_Task brief_: Return the listing below unchanged, minus its pictures.

_Entries supplied_:

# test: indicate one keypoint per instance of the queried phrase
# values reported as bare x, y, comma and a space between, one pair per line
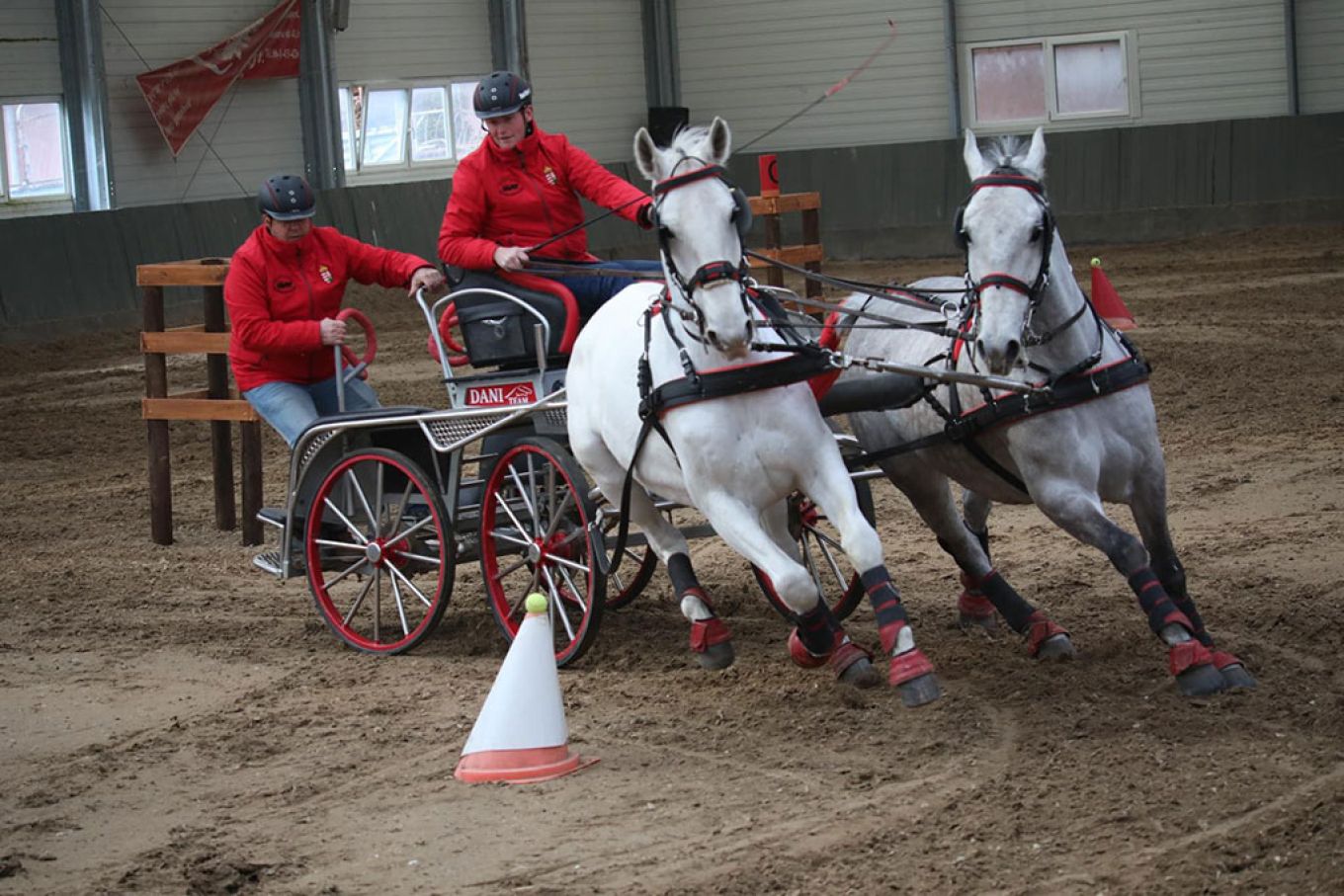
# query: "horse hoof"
861, 673
1236, 678
1056, 648
919, 691
716, 656
1201, 682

_Response to this exercise_:
# test: indicate one keypoint per instance of the queried phrase
# values reported as bare x, y, comma and a space between, one pair per line
# query: "horse hoof"
861, 673
1236, 678
1056, 648
919, 691
716, 656
1201, 682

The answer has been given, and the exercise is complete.